START RECORDS TO USE

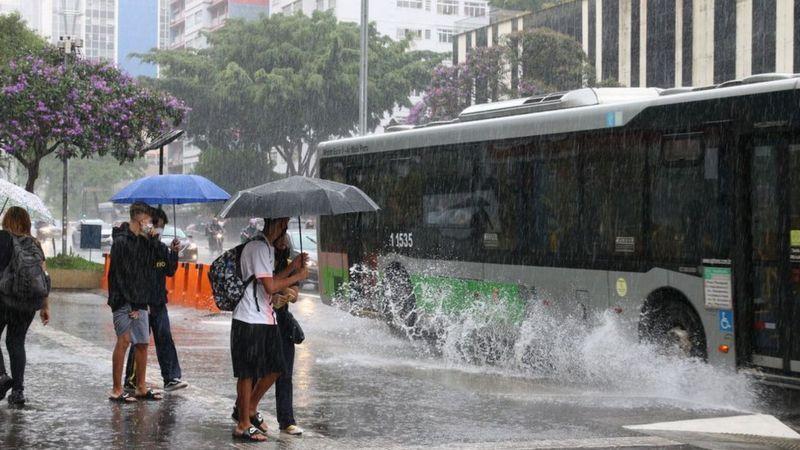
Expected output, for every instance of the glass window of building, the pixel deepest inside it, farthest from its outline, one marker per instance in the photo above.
(416, 4)
(445, 35)
(475, 9)
(447, 7)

END RECORDS TO USE

REQUIREMENT:
Lay out every line of the records above as a Markdown table with the columns Row and Line, numbering the rows and omitting blank lines. Leave the pictures out of the table.

FULL ANSWER:
| Row | Line |
|---|---|
| 1 | Expected output, for every instance of the glass window of building, the pixel deepest inside it, farthest from its outline, one marker per instance in the photo above. |
| 2 | (416, 4) |
| 3 | (445, 35) |
| 4 | (475, 9) |
| 5 | (447, 7) |